* **DATA RECORDS**:

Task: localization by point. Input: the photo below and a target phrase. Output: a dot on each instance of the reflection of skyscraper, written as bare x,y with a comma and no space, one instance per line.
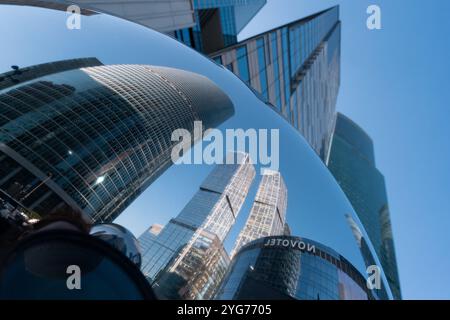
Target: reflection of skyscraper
268,214
95,137
295,67
352,162
161,15
286,267
213,209
218,23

* **WHAT TO WORK ON**: Instruction for this listing: copy it exactly, but leave the images behind.

* **EXPECTED ANSWER**:
Task: localization by point. Input: the photo below and a target phrase. Output: a dot on each instance of the reflection of skyscraper, written as bare x,y with a comma and no space, one instance per line.
Target: reflection of skyscraper
268,214
95,137
295,67
352,162
161,15
286,267
213,209
218,23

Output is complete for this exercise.